WHAT TO DO: Please reproduce all of the lines below, word for word and in full.

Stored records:
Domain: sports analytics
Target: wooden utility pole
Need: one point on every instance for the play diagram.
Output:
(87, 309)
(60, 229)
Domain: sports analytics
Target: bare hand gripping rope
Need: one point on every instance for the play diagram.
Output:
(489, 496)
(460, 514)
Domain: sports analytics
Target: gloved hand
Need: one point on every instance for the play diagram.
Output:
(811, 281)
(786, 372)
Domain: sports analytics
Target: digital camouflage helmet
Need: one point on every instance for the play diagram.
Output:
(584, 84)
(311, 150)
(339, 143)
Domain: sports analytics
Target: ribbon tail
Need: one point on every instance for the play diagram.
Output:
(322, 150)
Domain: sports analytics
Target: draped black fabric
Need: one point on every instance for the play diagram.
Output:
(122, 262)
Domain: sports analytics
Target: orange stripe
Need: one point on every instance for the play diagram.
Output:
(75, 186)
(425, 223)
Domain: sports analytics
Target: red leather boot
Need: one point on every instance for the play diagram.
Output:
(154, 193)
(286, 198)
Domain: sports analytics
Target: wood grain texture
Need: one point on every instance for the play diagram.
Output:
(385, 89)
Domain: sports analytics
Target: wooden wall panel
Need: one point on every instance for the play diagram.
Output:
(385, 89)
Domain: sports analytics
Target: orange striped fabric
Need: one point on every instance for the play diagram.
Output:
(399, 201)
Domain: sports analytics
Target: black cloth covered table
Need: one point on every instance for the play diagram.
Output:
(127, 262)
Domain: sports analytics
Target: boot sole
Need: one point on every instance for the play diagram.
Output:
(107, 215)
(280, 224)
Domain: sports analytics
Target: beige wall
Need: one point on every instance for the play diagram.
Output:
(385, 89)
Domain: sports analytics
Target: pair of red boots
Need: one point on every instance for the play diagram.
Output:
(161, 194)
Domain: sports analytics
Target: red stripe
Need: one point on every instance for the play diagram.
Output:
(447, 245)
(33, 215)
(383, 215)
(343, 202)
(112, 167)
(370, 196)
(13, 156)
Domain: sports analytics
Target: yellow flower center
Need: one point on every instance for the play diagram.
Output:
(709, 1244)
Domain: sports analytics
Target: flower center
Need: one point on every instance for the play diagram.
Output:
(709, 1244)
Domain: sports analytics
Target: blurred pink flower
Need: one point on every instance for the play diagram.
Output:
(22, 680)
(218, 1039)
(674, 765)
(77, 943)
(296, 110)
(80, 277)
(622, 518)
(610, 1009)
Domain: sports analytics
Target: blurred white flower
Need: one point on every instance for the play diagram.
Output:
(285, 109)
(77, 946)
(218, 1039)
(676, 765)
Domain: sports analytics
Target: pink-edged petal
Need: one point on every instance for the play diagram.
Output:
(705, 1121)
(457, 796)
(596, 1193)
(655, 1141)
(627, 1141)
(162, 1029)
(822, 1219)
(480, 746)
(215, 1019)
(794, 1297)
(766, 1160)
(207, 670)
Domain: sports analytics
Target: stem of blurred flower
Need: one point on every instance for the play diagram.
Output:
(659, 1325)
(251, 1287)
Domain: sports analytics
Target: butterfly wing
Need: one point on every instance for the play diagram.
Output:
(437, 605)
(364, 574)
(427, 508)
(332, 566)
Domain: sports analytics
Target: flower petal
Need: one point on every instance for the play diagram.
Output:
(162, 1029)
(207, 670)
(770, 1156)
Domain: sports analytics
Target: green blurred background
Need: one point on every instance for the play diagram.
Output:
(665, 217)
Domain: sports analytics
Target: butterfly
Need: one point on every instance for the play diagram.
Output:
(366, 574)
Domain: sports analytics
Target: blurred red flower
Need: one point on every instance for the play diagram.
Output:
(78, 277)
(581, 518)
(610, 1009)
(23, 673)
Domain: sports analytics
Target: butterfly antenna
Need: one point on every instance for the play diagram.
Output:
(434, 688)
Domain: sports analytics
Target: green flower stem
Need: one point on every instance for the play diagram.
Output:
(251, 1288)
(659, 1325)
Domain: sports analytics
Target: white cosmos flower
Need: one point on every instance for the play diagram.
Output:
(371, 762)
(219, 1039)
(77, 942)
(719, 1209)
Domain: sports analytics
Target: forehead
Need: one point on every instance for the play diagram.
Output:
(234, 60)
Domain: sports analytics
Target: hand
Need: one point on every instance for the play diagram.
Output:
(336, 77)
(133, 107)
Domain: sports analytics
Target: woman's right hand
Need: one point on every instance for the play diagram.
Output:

COMPLETED EXERCISE:
Domain: sports analytics
Target: wooden utility pole
Need: one point on every instance for the play diagram.
Output:
(87, 309)
(60, 229)
Domain: sports analytics
Target: bare hand gripping rope
Need: one point on every instance for the play diagram.
Output:
(489, 496)
(460, 514)
Domain: sports analytics
Target: gloved hand
Need: one point on every instance for the play diagram.
Output:
(811, 281)
(786, 372)
Domain: sports analytics
Target: digital camouflage helmet
Need: one point on every instance for the play diagram.
Output:
(584, 84)
(311, 150)
(339, 143)
Domain: sports analytics
Target: ribbon tail
Need: one point on every instance for the play diagram.
Output:
(322, 150)
Domain: sports analytics
Target: draped black fabric
Need: one point on every instance for the play diagram.
Output:
(122, 262)
Domain: sports analytics
Target: orange stripe
Need: one point on every instance for the play diagram.
Output:
(75, 186)
(425, 223)
Domain: sports analytics
Target: red leather boot
Need: one point on every instance for the play diagram.
Output:
(154, 193)
(286, 198)
Domain: sports analytics
Target: wood grain texture
Need: one point on every instance for the play diagram.
Output:
(385, 89)
Domain: sports analytics
Target: wooden wall panel
Need: one point on every instance for the play diagram.
Output:
(385, 89)
Domain: sports analytics
Target: orange striped fabric
Need: one point on every instance for the play diagram.
Output:
(399, 201)
Domain: sports analytics
Target: black cloth covered table
Need: one point on every instance for the play diagram.
Output:
(127, 262)
Domain: sports analytics
Target: boot sole
Need: one point on every instance for the play diagram.
Output:
(107, 215)
(280, 224)
Domain: sports analytics
Target: beige wall
Need: one point on every instance for the play diagram.
Output:
(385, 89)
Domain: sports analytics
Target: pair of red boots
Need: one point on every instance for the play diagram.
Output:
(161, 194)
Domain: sports analytics
Target: red stripe
Need: one point on every instance for the play diagram.
Output:
(447, 245)
(33, 215)
(383, 215)
(343, 202)
(112, 167)
(370, 196)
(13, 156)
Domain: sports analytics
Target: yellow flower center
Need: one point on every instance for the play diagram.
Output:
(709, 1244)
Domain: sports analytics
Target: flower center
Need: one point on every instance for the play diagram.
Output:
(709, 1244)
Domain: sports analytics
Target: blurred pink flower
Need: one point on every instance for the play diagram.
Output:
(22, 680)
(218, 1039)
(674, 765)
(77, 943)
(296, 110)
(80, 277)
(622, 518)
(610, 1009)
Domain: sports analytics
Target: blurred white flower
Need: one point on every instance for the play diagram.
Output:
(285, 109)
(77, 946)
(218, 1039)
(676, 765)
Domain: sports analytics
Target: pink-edged petal
Need: one point on every instance for the play diagram.
Output:
(705, 1121)
(457, 796)
(596, 1193)
(655, 1141)
(627, 1141)
(162, 1029)
(822, 1219)
(480, 746)
(215, 1019)
(794, 1297)
(766, 1160)
(207, 670)
Domain: sports analytics
Target: stem of blurred flower
Need: one point on every instance for the play diagram.
Output:
(659, 1325)
(251, 1287)
Domain: sports analytics
Target: butterfly wing
Need: one point on every instance for the play diagram.
Output:
(437, 605)
(364, 574)
(427, 508)
(332, 566)
Domain: sports analytics
Target: flower petal
Need: one point on every instance for the play diagram.
Output:
(162, 1029)
(207, 670)
(770, 1156)
Domain: sports analytics
Target: green blurred background
Need: one point on every instance for the play diagram.
Output:
(665, 217)
Domain: sports analytics
Target: butterfly
Need: one point on every instance for the play diagram.
Output:
(366, 574)
Domain: sports analytics
Target: blurred red flower
Need: one point on every instance for the play diagram.
Output:
(78, 277)
(581, 518)
(610, 1009)
(23, 673)
Domain: sports analytics
Target: butterfly antenna
Need: one point on every instance for the play diagram.
Output:
(434, 688)
Domain: sports analytics
Target: green flower stem
Need: one point on every instance for the play diagram.
Output:
(251, 1288)
(659, 1325)
Domain: sports analytics
Target: white cosmos flower
Need: one point on every instance for the play diagram.
Output:
(371, 762)
(219, 1039)
(77, 942)
(719, 1209)
Domain: sports analytics
Target: forehead
Need: one point on every instance for the play diagram.
Output:
(234, 60)
Domain: sports analytics
Target: hand
Need: one point on every instance for the play diagram.
Output:
(336, 77)
(133, 107)
Domain: sports analytics
Target: woman's right hand
Need: one point on every instance for the play diagram.
Output:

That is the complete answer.